◆ **PROBLEM STATEMENT**: Please extract every one of the items below and reproduce each line exactly.

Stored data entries
╔══
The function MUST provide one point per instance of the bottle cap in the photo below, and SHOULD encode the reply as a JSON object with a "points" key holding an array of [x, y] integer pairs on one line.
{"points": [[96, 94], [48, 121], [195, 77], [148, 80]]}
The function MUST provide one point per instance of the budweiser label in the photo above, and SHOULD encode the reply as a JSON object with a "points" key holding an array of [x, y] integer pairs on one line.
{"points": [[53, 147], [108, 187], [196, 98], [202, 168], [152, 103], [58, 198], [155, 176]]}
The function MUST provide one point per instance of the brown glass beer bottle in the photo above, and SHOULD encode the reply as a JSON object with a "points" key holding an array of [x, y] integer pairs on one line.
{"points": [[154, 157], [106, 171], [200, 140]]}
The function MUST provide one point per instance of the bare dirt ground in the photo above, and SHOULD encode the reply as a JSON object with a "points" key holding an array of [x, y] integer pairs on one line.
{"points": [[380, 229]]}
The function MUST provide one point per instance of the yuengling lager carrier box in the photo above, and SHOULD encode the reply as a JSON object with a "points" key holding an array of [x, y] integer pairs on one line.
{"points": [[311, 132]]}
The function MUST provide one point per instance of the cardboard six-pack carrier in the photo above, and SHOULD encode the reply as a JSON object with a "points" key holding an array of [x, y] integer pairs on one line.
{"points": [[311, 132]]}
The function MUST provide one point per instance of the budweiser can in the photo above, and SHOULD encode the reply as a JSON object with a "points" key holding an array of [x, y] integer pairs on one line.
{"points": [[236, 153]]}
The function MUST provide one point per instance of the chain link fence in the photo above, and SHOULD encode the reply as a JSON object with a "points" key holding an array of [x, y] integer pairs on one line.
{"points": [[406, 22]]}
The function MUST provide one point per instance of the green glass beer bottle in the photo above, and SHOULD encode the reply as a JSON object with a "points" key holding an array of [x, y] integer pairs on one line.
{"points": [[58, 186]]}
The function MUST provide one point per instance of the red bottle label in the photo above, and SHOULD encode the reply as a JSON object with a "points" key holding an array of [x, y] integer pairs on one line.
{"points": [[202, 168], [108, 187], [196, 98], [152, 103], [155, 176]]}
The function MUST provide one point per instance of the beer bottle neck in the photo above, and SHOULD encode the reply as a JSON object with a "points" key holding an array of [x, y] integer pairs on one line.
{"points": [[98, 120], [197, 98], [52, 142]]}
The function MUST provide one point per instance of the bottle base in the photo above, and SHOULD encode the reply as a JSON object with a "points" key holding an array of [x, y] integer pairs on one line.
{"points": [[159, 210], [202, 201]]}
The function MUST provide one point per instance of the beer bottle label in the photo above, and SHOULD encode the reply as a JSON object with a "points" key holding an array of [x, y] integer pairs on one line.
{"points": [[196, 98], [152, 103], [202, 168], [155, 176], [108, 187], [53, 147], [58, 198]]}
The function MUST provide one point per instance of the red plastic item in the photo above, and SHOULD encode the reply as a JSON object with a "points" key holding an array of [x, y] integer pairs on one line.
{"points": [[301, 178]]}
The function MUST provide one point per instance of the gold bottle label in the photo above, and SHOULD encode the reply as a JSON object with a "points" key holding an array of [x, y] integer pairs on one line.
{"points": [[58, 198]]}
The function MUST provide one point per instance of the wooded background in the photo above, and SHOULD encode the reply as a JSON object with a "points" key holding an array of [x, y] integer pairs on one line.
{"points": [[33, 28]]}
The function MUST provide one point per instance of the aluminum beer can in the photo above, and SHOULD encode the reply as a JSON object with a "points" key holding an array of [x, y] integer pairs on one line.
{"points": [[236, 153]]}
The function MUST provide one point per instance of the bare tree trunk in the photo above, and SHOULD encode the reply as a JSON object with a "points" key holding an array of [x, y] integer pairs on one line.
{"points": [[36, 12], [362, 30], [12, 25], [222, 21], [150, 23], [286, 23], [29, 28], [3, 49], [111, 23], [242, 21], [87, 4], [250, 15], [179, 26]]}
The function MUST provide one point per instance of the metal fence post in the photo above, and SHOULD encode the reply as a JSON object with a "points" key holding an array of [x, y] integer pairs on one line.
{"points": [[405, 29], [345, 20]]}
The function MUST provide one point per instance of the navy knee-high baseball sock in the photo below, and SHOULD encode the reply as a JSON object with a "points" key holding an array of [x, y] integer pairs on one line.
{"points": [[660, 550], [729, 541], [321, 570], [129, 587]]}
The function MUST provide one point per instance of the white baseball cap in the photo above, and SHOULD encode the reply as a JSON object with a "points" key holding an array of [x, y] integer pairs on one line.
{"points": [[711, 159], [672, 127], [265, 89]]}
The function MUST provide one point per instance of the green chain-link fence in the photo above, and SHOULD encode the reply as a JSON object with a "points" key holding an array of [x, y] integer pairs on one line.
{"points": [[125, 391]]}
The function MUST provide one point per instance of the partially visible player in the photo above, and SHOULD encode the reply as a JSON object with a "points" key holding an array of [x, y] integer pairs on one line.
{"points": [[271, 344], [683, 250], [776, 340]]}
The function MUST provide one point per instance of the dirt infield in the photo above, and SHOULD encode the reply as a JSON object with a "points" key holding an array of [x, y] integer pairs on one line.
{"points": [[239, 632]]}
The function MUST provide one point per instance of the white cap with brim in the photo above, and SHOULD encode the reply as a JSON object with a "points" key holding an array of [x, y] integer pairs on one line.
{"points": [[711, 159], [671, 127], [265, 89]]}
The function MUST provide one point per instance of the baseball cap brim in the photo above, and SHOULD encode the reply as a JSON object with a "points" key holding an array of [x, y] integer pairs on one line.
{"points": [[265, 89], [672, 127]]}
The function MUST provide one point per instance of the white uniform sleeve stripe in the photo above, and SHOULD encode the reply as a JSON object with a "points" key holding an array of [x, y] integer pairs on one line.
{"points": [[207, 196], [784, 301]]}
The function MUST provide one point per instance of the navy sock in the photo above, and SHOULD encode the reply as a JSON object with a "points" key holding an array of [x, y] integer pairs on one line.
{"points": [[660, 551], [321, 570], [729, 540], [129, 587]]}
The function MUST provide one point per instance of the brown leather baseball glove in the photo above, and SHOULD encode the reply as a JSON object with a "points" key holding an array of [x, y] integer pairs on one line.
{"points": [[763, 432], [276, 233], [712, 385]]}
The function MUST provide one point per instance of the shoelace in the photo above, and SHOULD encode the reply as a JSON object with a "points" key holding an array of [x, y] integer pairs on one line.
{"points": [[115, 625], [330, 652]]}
╚══
◆ **RESPONSE FOR THIS EXERCISE**:
The function MUST provide one point per instance of the bottle cap in the photo below, and SHOULD encode the reply as a JSON object with a "points" key holding an array of [x, y] integer pairs on one line.
{"points": [[96, 94], [48, 121], [195, 77], [148, 80]]}
The function MUST provide one point per instance of the budweiser label in the photo above, and SHOULD encode the reply as a JSON object with a "points" key holding an array of [x, y] integer pairs on one line.
{"points": [[53, 147], [108, 187], [196, 98], [202, 168], [152, 103], [58, 198], [155, 176]]}
The function MUST provide one point per instance of the brown glass beer bottle in the photo above, and SHOULD encode the reply as a JSON object with a "points" key holding an array of [x, y] integer pairs on one line.
{"points": [[154, 157], [106, 171], [200, 140]]}
The function MUST provide one point per instance of the bare dirt ground in the photo above, and SHOULD encode the reply as a JSON object with a "points" key holding an array of [x, y] integer pairs on one line.
{"points": [[380, 229]]}
The function MUST provide one point per instance of the yuengling lager carrier box in the photo above, and SHOULD encode the reply as a JSON object with a "points" key holding an array of [x, y] integer pairs on one line.
{"points": [[311, 132]]}
The function MUST provide one point per instance of the cardboard six-pack carrier in the photo above, and SHOULD encode the reply as a JSON object with a "points" key holding an array of [x, y] integer pairs on one line.
{"points": [[311, 132]]}
The function MUST provide one point per instance of the budweiser can in the photo above, and SHOULD encode the reply as a JSON object with a "points" key holding an array of [x, y] integer pairs on one line.
{"points": [[236, 153]]}
The function MUST provide one point per instance of the chain link fence in the photo above, and SHOULD encode the reply as a JSON object with a "points" key holding an array of [x, y] integer pairs on one line.
{"points": [[406, 22]]}
The function MUST provide one point per instance of the green glass beer bottle in the photo above, and SHOULD encode the reply as a JSON object with a "points" key holding an array of [x, y] integer pairs on one line.
{"points": [[58, 186]]}
The function MUST provide one point per instance of the red bottle label in the photo above, and SHOULD encode the reply as a JSON object with a "points" key holding an array of [x, y] integer pairs on one line.
{"points": [[202, 168], [108, 187], [196, 98], [152, 103], [155, 176]]}
The function MUST provide one point per instance of the beer bottle neck in the photo above, and SHOULD encode the reply as a JSON object with a "points" key holding an array of [x, y] integer pairs on one line.
{"points": [[98, 120], [197, 98], [52, 142]]}
The function MUST provide one point per instance of the bottle base in the photo above, and SHOULD encode the reply as a JSON object with a "points" key holding an array of [x, y] integer pairs on one line.
{"points": [[159, 210], [202, 201]]}
The function MUST provide one point per instance of the beer bottle label in the photo above, and SHOULD encode the reply as a JSON object with a "points" key holding an array of [x, y] integer pairs on one line.
{"points": [[196, 98], [152, 103], [202, 168], [155, 176], [108, 187], [53, 147], [58, 198]]}
The function MUST provide one point per instance of the red plastic item in the photo above, and SHOULD encode the reply as a JSON object with a "points" key holding an array of [x, y] integer pairs on one line.
{"points": [[301, 178]]}
The function MUST provide one point per instance of the gold bottle label in the photo above, and SHOULD encode the reply as a JSON object with a "points" key holding an array of [x, y] integer pairs on one line.
{"points": [[58, 198]]}
The function MUST provide one point per instance of the wooded background in the photo above, and SHOULD encode the reply as a JSON object with a "points" key holding an array of [x, y] integer pairs on one line.
{"points": [[33, 28]]}
The function MUST provide one point per instance of the aluminum beer can in the photo above, and SHOULD encode the reply as a JSON object with a "points" key holding an array of [x, y] integer pairs on one line.
{"points": [[236, 153]]}
The function MUST provide one point per instance of the bare tree trunk in the photo above, and SHOULD encode the reply as a JSON object with a "points" key holding an array of [x, y] integer pairs on one line.
{"points": [[36, 12], [362, 30], [12, 25], [222, 21], [150, 23], [286, 23], [29, 28], [3, 49], [111, 23], [242, 21], [87, 4], [250, 15], [179, 26]]}
The function MUST provide one point per instance of the metal fence post in the photo above, and SHOULD encode the reply as a JSON object with a "points" key holding an array of [x, y] integer pairs on one line.
{"points": [[405, 29], [345, 20]]}
The function MUST provide one point per instance of the navy knee-high baseball sock in the photo below, and SHOULD encode the reply as a JSON object with a "points" key holding an array of [x, y] integer pairs on one line.
{"points": [[660, 550], [729, 541], [321, 570], [129, 587]]}
The function MUST provide one point per instance of the white baseball cap in the photo above, and SHOULD encode the reply as a JSON object with a "points" key holding an array of [x, y] integer pairs on one line.
{"points": [[711, 159], [672, 127], [265, 89]]}
The function MUST provide one point per instance of the green chain-link fence in the photo above, and SHOULD encode the reply as a JSON object with a "points" key holding an array of [x, y] integer pairs on one line.
{"points": [[125, 391]]}
The function MUST provide one point per instance of the partially visible player in the photo above, and SHOULD encode the reply as a JSON object with a "points" key holding an array of [x, y] integer pairs on one line.
{"points": [[271, 344], [683, 250], [776, 340]]}
The function MUST provide one point per instance of the dirt infield in the photo above, and SHOULD encode the reply as a JSON object with a "points" key holding an array of [x, y] integer pairs on one line.
{"points": [[239, 632]]}
The function MUST provide one point per instance of the white cap with brim in the photo above, and SHOULD encode the reply as a JSON object with a "points" key holding an array of [x, y] integer pairs on one line.
{"points": [[711, 159], [671, 127], [265, 89]]}
The function MUST provide one point per instance of the baseball cap brim in the photo above, and SHOULD encode the reply as a JSON object with a "points" key holding an array of [x, y] integer pairs on one line.
{"points": [[265, 89], [672, 127]]}
The function MUST provide one point per instance of the white uniform sleeve stripe in the photo above, and SHOULD encode the reply as a JSON object with a "points" key holding an array of [x, y] integer pairs on one line.
{"points": [[207, 196], [784, 301]]}
The function MUST provide one point per instance of the navy sock in the photo above, and SHOULD encode the reply as a JSON object with a "points" key holding an array of [x, y] integer pairs on one line.
{"points": [[660, 551], [321, 570], [729, 540], [129, 587]]}
The function MUST provide one point per instance of the brown leather baseball glove in the photo above, and SHOULD encode the reply as a JSON object with a "points" key holding an array of [x, y] integer pairs on one line.
{"points": [[763, 432], [276, 233], [712, 385]]}
The function MUST provide one point per instance of the shoelace in the photo above, and SHOULD encode the reply as a JSON object with a "points" key holding an array of [x, y] integer pairs on one line.
{"points": [[115, 625], [330, 652]]}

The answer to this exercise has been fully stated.